USING THE INFORMATION —
(1) Answer these questions using the passage on myelin repair in multiple sclerosis.
(a) How long did the project span?
(b) Which activating histone mark did the OLs within MS lesions lack?
(c) What does the name ESI1 stand for?
(2) For each statement below, say whether it agrees with the passage on myelin repair in multiple sclerosis. Answer yes or no and quote the words from the passage that decide it.
(a) The project involved four co-first authors.
(b) The team searched a library of thousands of small molecules.
(c) OLs within MS lesions expressed low levels of H3K27me3.
(3) Continue the passage on myelin repair in multiple sclerosis from the point where it stops.

TEXT BLOCK —
_ _ _ _ _
Essentially, the research team found a way to unsilence the silenced repair process, setting the oligodendrocytes (OLs) free to do their jobs.
Pinning down the genetic changes and signals involved in the repair silencing process and finding a small molecule compound that can reverse the silencing was a complex undertaking. The project, which spanned over five years, involved four co-first authors and 29 contributing co-authors from Cincinnati Children’s, the University of Cincinnati, and 14 other institutions including universities in Australia, China, Germany, India, Singapore, and the United Kingdom.
Among the team’s key findings:
Identifying the mechanism preventing myelin production in MS
Analysis of stored autopsy tissues revealed that OLs within MS lesions lacked an activating histone mark called H3K27ac, while expressing high levels of two other repressive histone marks H3K27me3 and H3K9me3 associated with silencing gene activity.
Finding a compound that can reverse the silencing
The research team scoured a library of hundreds of small molecules known to target enzymes that could modify gene expression and influence the silenced OLs. The team determined that the compound ESI1 (epigenetic-silencing-inhibitor-1) was nearly five times more powerful than any other compounds they considered.
_ _ _ _ _
[Stored items]
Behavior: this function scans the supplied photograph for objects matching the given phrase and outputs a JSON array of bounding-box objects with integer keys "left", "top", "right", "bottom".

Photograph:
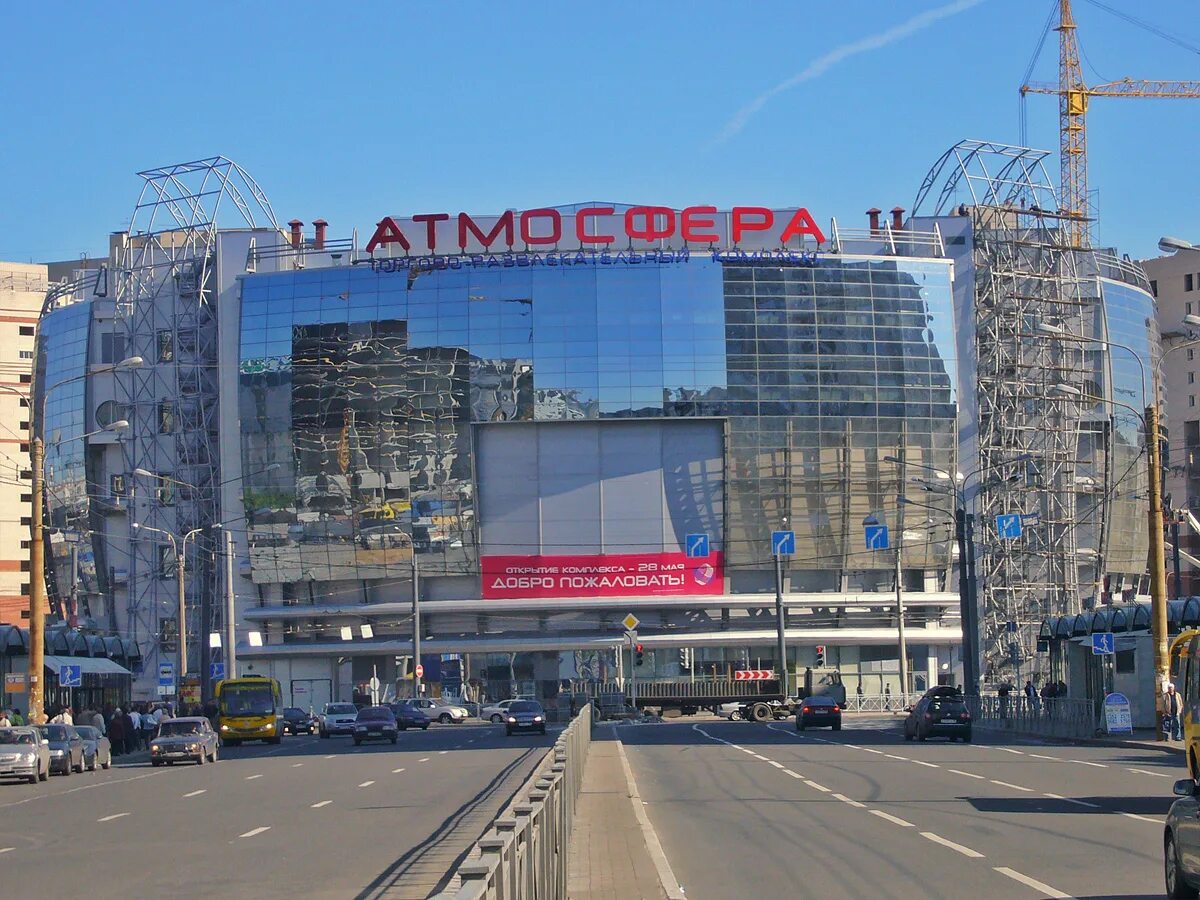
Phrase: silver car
[
  {"left": 150, "top": 715, "right": 220, "bottom": 766},
  {"left": 0, "top": 728, "right": 50, "bottom": 785}
]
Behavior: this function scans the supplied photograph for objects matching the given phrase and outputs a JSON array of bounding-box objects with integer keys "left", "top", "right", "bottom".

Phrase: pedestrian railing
[
  {"left": 437, "top": 704, "right": 592, "bottom": 900},
  {"left": 967, "top": 696, "right": 1099, "bottom": 740}
]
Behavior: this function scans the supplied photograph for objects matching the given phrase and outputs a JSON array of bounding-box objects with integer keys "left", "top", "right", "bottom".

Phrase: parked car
[
  {"left": 388, "top": 700, "right": 430, "bottom": 731},
  {"left": 0, "top": 728, "right": 50, "bottom": 785},
  {"left": 479, "top": 700, "right": 518, "bottom": 725},
  {"left": 317, "top": 703, "right": 359, "bottom": 738},
  {"left": 150, "top": 715, "right": 220, "bottom": 766},
  {"left": 283, "top": 707, "right": 317, "bottom": 734},
  {"left": 34, "top": 725, "right": 83, "bottom": 775},
  {"left": 904, "top": 691, "right": 971, "bottom": 742},
  {"left": 413, "top": 697, "right": 470, "bottom": 725},
  {"left": 504, "top": 700, "right": 546, "bottom": 734},
  {"left": 796, "top": 695, "right": 841, "bottom": 731},
  {"left": 76, "top": 725, "right": 113, "bottom": 772},
  {"left": 1163, "top": 778, "right": 1200, "bottom": 899},
  {"left": 354, "top": 707, "right": 398, "bottom": 746}
]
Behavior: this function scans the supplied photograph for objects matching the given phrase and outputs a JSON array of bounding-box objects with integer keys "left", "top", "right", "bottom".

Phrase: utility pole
[
  {"left": 224, "top": 528, "right": 238, "bottom": 678},
  {"left": 29, "top": 436, "right": 46, "bottom": 725},
  {"left": 413, "top": 547, "right": 421, "bottom": 698}
]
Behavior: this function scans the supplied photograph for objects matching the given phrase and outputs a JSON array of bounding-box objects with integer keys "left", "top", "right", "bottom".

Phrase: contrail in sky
[{"left": 713, "top": 0, "right": 983, "bottom": 144}]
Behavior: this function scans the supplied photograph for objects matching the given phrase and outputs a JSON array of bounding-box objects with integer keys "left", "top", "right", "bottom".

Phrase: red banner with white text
[{"left": 480, "top": 552, "right": 725, "bottom": 600}]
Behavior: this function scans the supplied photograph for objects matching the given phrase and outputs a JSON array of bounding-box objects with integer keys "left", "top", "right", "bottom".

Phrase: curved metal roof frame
[{"left": 912, "top": 140, "right": 1058, "bottom": 216}]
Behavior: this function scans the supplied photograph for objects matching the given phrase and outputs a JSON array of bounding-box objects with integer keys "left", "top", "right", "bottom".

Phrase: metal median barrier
[{"left": 437, "top": 703, "right": 592, "bottom": 900}]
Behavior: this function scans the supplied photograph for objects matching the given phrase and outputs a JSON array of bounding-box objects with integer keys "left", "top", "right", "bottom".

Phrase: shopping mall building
[{"left": 25, "top": 148, "right": 1158, "bottom": 706}]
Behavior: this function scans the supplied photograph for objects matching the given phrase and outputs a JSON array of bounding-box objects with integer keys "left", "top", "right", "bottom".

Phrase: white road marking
[
  {"left": 1121, "top": 812, "right": 1163, "bottom": 824},
  {"left": 992, "top": 865, "right": 1072, "bottom": 900},
  {"left": 871, "top": 809, "right": 916, "bottom": 828},
  {"left": 988, "top": 778, "right": 1033, "bottom": 793},
  {"left": 920, "top": 832, "right": 983, "bottom": 859}
]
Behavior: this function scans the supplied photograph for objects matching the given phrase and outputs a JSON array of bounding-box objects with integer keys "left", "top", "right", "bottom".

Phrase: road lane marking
[
  {"left": 871, "top": 809, "right": 916, "bottom": 828},
  {"left": 988, "top": 778, "right": 1033, "bottom": 793},
  {"left": 992, "top": 865, "right": 1072, "bottom": 900},
  {"left": 1042, "top": 792, "right": 1100, "bottom": 809},
  {"left": 920, "top": 832, "right": 983, "bottom": 859}
]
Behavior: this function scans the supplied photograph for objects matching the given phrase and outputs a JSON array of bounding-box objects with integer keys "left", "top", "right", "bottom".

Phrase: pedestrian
[
  {"left": 1163, "top": 683, "right": 1183, "bottom": 740},
  {"left": 108, "top": 707, "right": 125, "bottom": 756}
]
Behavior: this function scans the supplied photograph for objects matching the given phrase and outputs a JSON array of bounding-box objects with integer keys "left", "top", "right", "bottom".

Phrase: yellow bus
[{"left": 215, "top": 676, "right": 283, "bottom": 746}]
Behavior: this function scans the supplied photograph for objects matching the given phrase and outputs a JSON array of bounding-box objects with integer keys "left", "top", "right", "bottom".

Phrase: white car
[{"left": 413, "top": 697, "right": 470, "bottom": 725}]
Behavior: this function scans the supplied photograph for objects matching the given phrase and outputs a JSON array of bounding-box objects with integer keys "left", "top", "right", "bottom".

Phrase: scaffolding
[
  {"left": 916, "top": 140, "right": 1106, "bottom": 680},
  {"left": 114, "top": 156, "right": 278, "bottom": 691}
]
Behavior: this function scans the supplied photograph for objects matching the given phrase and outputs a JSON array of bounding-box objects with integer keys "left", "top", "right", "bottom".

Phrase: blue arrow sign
[
  {"left": 996, "top": 512, "right": 1021, "bottom": 540},
  {"left": 59, "top": 666, "right": 83, "bottom": 688},
  {"left": 863, "top": 526, "right": 888, "bottom": 550},
  {"left": 683, "top": 534, "right": 708, "bottom": 558},
  {"left": 770, "top": 532, "right": 796, "bottom": 557}
]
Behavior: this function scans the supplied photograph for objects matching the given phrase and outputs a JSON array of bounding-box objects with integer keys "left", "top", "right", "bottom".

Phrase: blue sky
[{"left": 0, "top": 0, "right": 1200, "bottom": 260}]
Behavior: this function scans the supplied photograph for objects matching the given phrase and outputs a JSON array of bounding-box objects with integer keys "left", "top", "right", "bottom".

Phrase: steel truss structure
[
  {"left": 917, "top": 140, "right": 1108, "bottom": 679},
  {"left": 114, "top": 156, "right": 278, "bottom": 686}
]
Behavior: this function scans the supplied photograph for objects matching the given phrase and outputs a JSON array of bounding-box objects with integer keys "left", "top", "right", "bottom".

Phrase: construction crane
[{"left": 1021, "top": 0, "right": 1200, "bottom": 247}]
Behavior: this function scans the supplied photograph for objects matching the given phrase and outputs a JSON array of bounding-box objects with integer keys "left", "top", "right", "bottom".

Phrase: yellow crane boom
[{"left": 1021, "top": 0, "right": 1200, "bottom": 247}]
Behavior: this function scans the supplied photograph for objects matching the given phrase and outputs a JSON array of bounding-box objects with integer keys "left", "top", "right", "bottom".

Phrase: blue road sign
[
  {"left": 59, "top": 666, "right": 83, "bottom": 688},
  {"left": 863, "top": 526, "right": 889, "bottom": 550},
  {"left": 683, "top": 534, "right": 708, "bottom": 557},
  {"left": 996, "top": 512, "right": 1021, "bottom": 540},
  {"left": 770, "top": 532, "right": 796, "bottom": 557}
]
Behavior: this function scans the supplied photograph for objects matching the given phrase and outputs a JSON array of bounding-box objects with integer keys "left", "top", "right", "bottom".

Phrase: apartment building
[{"left": 0, "top": 262, "right": 47, "bottom": 624}]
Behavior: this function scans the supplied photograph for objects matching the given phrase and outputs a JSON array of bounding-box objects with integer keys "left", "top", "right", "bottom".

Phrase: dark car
[
  {"left": 1163, "top": 778, "right": 1200, "bottom": 898},
  {"left": 796, "top": 696, "right": 841, "bottom": 731},
  {"left": 354, "top": 707, "right": 397, "bottom": 746},
  {"left": 388, "top": 701, "right": 430, "bottom": 731},
  {"left": 504, "top": 700, "right": 546, "bottom": 734},
  {"left": 904, "top": 691, "right": 971, "bottom": 742},
  {"left": 34, "top": 725, "right": 84, "bottom": 775},
  {"left": 283, "top": 707, "right": 317, "bottom": 734}
]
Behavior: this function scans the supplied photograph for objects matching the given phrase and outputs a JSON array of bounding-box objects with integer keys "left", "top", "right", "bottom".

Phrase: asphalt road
[
  {"left": 0, "top": 725, "right": 557, "bottom": 900},
  {"left": 619, "top": 716, "right": 1186, "bottom": 900}
]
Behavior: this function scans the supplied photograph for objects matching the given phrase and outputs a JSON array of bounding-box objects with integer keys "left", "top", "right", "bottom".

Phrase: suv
[
  {"left": 904, "top": 688, "right": 971, "bottom": 743},
  {"left": 317, "top": 703, "right": 359, "bottom": 738}
]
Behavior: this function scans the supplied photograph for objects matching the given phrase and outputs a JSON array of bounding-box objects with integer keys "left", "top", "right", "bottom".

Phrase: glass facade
[{"left": 239, "top": 254, "right": 956, "bottom": 590}]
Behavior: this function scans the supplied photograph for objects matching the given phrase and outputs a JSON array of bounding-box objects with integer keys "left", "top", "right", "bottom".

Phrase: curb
[{"left": 613, "top": 727, "right": 686, "bottom": 900}]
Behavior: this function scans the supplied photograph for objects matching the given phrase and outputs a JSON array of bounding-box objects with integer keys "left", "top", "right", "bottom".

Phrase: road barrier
[{"left": 437, "top": 704, "right": 592, "bottom": 900}]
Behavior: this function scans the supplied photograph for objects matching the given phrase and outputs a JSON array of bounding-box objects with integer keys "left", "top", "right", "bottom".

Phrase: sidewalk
[{"left": 566, "top": 726, "right": 667, "bottom": 900}]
_ _ _ _ _
ANSWERS FOR THIS EXERCISE —
(1)
(a) Over five years
(b) H3K27ac
(c) Epigenetic-silencing-inhibitor-1

(2)
(a) Yes: "involved four co-first authors"
(b) No: "a library of hundreds of small molecules"
(c) No: "expressing high levels of two other repressive histone marks H3K27me3 and H3K9me3"

(3)
The compound tripled the levels of the desired H3K27ac histone mark in OLs while sharply reducing levels of the two repressive histone marks. Additionally, the research reveals a new way in which ESI1 promotes the creation of special membrane-less regulatory hubs known as “biomolecular condensates” within the cell nucleus that control fat and cholesterol levels. These hubs act as central points to boost the production of essential fats and cholesterol needed to make myelin, a crucial component of nerve fibers.
Demonstrating benefits in mice and lab-grown human tissue
In both aging mice and mice mimicking MS, the ESI1 treatment prompted myelin sheath production and improved lost neurological function. Testing included tracking gene activation, measuring the microscopic new myelin sheaths surrounding axons, and observing that treated mice were quicker at navigating a water maze.
Then the team tested the treatment on lab-grown human brain cells. The team used a type of brain organoid, myelin organoids, that is far more simplified than a full brain but still produces complex myelinating cells. When the organoids were exposed to ESI1, the treatment extended the myelin sheath of myelinating cells, the study reports.
Implications and next steps
MS is the most common and best known of several major neurodegenerative diseases. The new findings may spark a new approach to stopping the degenerative effects of these conditions, Lu says.
Myelin regeneration treatment also could be helpful for people recovering from brain and spinal cord injuries.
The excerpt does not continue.